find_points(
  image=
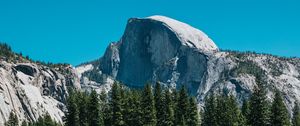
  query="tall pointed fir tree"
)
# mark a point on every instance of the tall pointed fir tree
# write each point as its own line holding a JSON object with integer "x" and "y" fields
{"x": 279, "y": 112}
{"x": 210, "y": 115}
{"x": 105, "y": 108}
{"x": 158, "y": 97}
{"x": 117, "y": 104}
{"x": 193, "y": 114}
{"x": 182, "y": 107}
{"x": 95, "y": 116}
{"x": 148, "y": 107}
{"x": 72, "y": 115}
{"x": 82, "y": 100}
{"x": 246, "y": 111}
{"x": 259, "y": 112}
{"x": 169, "y": 109}
{"x": 296, "y": 114}
{"x": 48, "y": 120}
{"x": 12, "y": 120}
{"x": 235, "y": 116}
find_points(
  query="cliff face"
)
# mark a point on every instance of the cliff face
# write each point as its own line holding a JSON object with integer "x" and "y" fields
{"x": 161, "y": 49}
{"x": 31, "y": 90}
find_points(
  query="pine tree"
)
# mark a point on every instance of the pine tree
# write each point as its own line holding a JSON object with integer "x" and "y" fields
{"x": 117, "y": 104}
{"x": 148, "y": 107}
{"x": 105, "y": 108}
{"x": 24, "y": 123}
{"x": 210, "y": 115}
{"x": 12, "y": 120}
{"x": 296, "y": 115}
{"x": 72, "y": 116}
{"x": 279, "y": 113}
{"x": 259, "y": 112}
{"x": 234, "y": 115}
{"x": 182, "y": 107}
{"x": 193, "y": 114}
{"x": 169, "y": 109}
{"x": 48, "y": 120}
{"x": 95, "y": 116}
{"x": 82, "y": 100}
{"x": 246, "y": 111}
{"x": 159, "y": 104}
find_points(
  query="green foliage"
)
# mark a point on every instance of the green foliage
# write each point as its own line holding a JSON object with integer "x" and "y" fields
{"x": 12, "y": 120}
{"x": 246, "y": 111}
{"x": 223, "y": 110}
{"x": 82, "y": 99}
{"x": 296, "y": 115}
{"x": 72, "y": 116}
{"x": 259, "y": 106}
{"x": 210, "y": 111}
{"x": 117, "y": 105}
{"x": 94, "y": 112}
{"x": 159, "y": 104}
{"x": 148, "y": 107}
{"x": 168, "y": 107}
{"x": 279, "y": 116}
{"x": 193, "y": 114}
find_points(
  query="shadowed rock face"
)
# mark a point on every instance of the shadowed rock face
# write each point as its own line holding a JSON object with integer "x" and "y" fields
{"x": 161, "y": 49}
{"x": 31, "y": 90}
{"x": 151, "y": 51}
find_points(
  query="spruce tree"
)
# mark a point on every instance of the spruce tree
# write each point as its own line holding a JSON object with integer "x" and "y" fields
{"x": 24, "y": 123}
{"x": 105, "y": 108}
{"x": 296, "y": 115}
{"x": 234, "y": 115}
{"x": 82, "y": 100}
{"x": 148, "y": 107}
{"x": 48, "y": 120}
{"x": 12, "y": 120}
{"x": 210, "y": 115}
{"x": 259, "y": 112}
{"x": 72, "y": 115}
{"x": 158, "y": 96}
{"x": 193, "y": 114}
{"x": 279, "y": 112}
{"x": 169, "y": 109}
{"x": 117, "y": 104}
{"x": 95, "y": 116}
{"x": 246, "y": 111}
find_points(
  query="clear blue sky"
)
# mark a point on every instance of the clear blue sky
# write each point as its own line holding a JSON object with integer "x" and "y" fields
{"x": 77, "y": 31}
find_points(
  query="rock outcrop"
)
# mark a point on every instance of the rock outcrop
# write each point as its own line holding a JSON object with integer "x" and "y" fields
{"x": 162, "y": 49}
{"x": 30, "y": 90}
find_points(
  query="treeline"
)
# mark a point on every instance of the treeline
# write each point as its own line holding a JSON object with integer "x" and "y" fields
{"x": 223, "y": 110}
{"x": 162, "y": 107}
{"x": 44, "y": 120}
{"x": 128, "y": 107}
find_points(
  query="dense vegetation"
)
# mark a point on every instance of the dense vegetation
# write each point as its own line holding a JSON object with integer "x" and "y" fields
{"x": 155, "y": 106}
{"x": 128, "y": 107}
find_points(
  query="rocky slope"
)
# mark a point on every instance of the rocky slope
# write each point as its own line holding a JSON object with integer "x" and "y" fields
{"x": 162, "y": 49}
{"x": 31, "y": 90}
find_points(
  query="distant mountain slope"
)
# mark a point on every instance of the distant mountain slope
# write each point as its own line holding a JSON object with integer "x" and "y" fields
{"x": 162, "y": 49}
{"x": 31, "y": 89}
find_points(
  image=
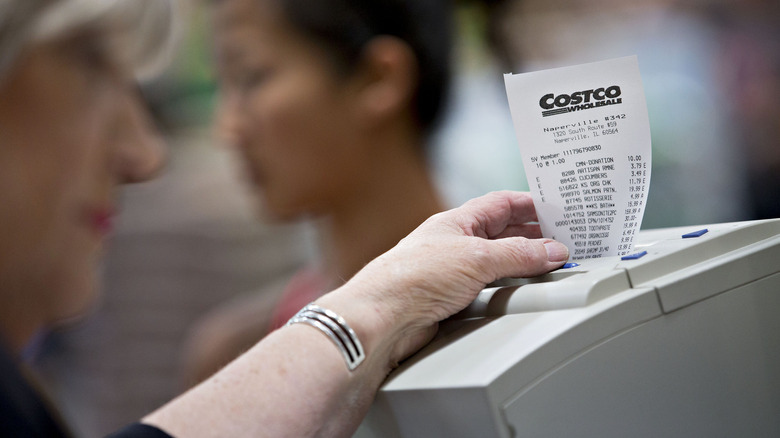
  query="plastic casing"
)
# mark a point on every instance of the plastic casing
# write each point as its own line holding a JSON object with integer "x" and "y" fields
{"x": 681, "y": 342}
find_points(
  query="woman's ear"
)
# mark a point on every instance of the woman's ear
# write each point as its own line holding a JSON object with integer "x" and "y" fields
{"x": 386, "y": 79}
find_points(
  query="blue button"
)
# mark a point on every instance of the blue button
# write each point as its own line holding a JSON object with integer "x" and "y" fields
{"x": 695, "y": 234}
{"x": 634, "y": 256}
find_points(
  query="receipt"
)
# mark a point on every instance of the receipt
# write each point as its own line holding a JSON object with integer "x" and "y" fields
{"x": 584, "y": 137}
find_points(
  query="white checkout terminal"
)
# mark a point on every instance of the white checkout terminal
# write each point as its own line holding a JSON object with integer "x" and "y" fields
{"x": 681, "y": 339}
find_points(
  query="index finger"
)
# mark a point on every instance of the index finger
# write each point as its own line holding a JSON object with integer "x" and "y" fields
{"x": 491, "y": 215}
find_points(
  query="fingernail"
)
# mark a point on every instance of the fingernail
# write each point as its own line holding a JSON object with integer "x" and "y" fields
{"x": 556, "y": 252}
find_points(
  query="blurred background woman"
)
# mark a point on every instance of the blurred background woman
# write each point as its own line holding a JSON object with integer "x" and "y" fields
{"x": 331, "y": 105}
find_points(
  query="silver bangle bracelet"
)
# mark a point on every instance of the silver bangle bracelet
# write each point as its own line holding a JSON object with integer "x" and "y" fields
{"x": 335, "y": 328}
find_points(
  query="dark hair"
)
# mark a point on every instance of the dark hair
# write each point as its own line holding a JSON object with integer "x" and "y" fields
{"x": 343, "y": 27}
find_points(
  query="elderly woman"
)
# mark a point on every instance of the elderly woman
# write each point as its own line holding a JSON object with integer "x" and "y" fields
{"x": 72, "y": 130}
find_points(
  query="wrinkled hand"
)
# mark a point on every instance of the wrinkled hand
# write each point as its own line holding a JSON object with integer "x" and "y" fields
{"x": 441, "y": 266}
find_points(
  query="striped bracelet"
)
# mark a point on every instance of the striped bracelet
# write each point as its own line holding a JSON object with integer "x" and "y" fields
{"x": 336, "y": 328}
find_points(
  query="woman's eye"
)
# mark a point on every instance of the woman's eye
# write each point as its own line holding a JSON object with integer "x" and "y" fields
{"x": 253, "y": 78}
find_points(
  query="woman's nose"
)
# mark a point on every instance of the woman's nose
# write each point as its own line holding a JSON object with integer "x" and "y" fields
{"x": 229, "y": 119}
{"x": 141, "y": 148}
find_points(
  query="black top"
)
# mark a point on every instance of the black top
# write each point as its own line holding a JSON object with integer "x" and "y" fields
{"x": 25, "y": 413}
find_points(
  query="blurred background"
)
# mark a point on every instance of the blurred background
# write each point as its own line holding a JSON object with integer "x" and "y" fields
{"x": 191, "y": 239}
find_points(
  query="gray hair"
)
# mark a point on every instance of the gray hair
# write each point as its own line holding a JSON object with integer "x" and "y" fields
{"x": 142, "y": 32}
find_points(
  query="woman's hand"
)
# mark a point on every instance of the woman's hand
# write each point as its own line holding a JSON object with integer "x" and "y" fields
{"x": 440, "y": 268}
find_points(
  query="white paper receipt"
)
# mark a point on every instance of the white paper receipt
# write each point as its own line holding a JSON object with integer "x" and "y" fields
{"x": 584, "y": 137}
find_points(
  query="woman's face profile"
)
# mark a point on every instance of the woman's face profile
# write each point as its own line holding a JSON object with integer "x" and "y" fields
{"x": 284, "y": 108}
{"x": 70, "y": 131}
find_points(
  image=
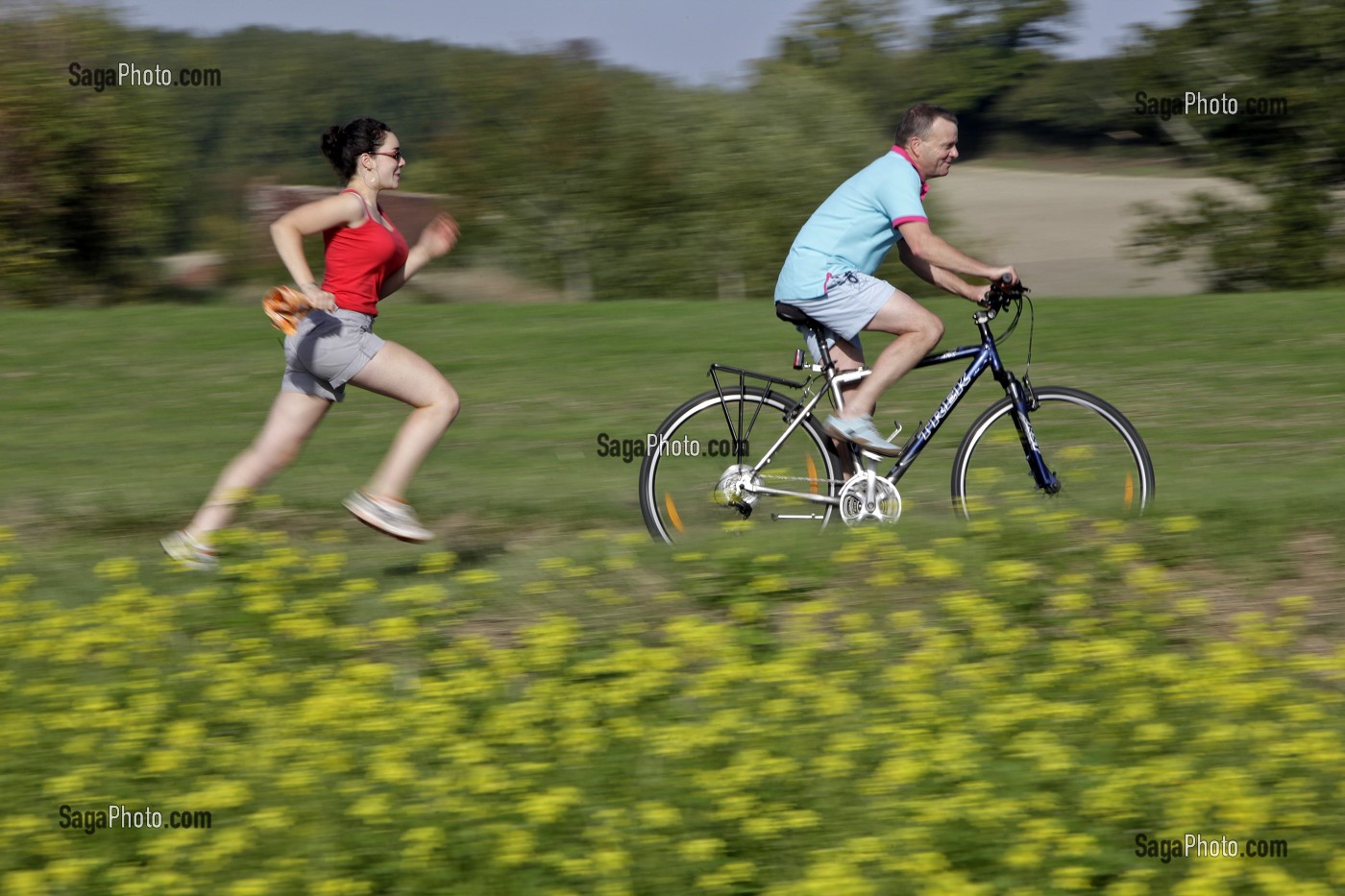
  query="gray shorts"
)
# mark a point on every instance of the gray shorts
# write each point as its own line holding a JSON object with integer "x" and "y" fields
{"x": 327, "y": 350}
{"x": 844, "y": 308}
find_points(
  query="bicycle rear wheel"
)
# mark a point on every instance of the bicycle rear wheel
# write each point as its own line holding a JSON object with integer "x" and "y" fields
{"x": 1098, "y": 456}
{"x": 698, "y": 478}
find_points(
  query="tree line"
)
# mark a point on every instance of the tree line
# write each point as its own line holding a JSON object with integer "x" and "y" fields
{"x": 614, "y": 183}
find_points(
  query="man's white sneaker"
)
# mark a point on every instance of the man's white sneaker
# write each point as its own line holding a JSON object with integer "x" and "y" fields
{"x": 188, "y": 552}
{"x": 392, "y": 517}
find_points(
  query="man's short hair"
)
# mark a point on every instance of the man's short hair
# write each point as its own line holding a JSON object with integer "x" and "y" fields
{"x": 918, "y": 120}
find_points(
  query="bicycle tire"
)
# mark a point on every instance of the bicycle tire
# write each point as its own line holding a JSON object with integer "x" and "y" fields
{"x": 1096, "y": 453}
{"x": 679, "y": 496}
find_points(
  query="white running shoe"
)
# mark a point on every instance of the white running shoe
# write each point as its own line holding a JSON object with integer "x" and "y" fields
{"x": 392, "y": 517}
{"x": 188, "y": 552}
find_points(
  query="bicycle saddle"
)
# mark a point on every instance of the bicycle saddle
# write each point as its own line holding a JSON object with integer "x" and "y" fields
{"x": 795, "y": 315}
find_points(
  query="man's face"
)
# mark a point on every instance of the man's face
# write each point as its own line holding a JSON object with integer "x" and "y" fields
{"x": 935, "y": 151}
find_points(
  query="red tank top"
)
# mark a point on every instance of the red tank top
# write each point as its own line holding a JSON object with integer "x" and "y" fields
{"x": 358, "y": 260}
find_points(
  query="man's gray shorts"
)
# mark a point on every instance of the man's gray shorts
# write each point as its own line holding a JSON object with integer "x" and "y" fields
{"x": 327, "y": 350}
{"x": 850, "y": 302}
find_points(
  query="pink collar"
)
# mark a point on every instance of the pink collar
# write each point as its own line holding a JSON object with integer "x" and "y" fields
{"x": 901, "y": 153}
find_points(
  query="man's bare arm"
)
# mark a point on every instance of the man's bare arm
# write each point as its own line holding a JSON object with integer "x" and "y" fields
{"x": 938, "y": 276}
{"x": 937, "y": 252}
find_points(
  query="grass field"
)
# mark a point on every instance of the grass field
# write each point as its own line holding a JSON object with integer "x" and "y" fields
{"x": 118, "y": 422}
{"x": 549, "y": 702}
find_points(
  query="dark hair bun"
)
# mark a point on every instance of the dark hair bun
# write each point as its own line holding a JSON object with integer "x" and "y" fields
{"x": 343, "y": 145}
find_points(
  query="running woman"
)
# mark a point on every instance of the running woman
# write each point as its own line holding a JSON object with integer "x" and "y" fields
{"x": 366, "y": 260}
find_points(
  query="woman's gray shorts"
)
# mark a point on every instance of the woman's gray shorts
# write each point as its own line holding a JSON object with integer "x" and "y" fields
{"x": 850, "y": 302}
{"x": 327, "y": 350}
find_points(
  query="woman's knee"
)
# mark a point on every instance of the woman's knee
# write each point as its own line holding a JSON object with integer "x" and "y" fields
{"x": 444, "y": 401}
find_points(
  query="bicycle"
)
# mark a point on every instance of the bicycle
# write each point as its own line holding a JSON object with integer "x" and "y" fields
{"x": 737, "y": 449}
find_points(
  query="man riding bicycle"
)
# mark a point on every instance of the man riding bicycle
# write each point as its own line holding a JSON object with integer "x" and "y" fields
{"x": 829, "y": 272}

+ + + + +

What the task asks:
Extract every line of the records that contains the string "running", matching case exactly.

Solution to this problem:
  query="white running shoe"
# mark a point on every instance of the white running shoe
  query="running woman"
# mark a point on every instance of the running woman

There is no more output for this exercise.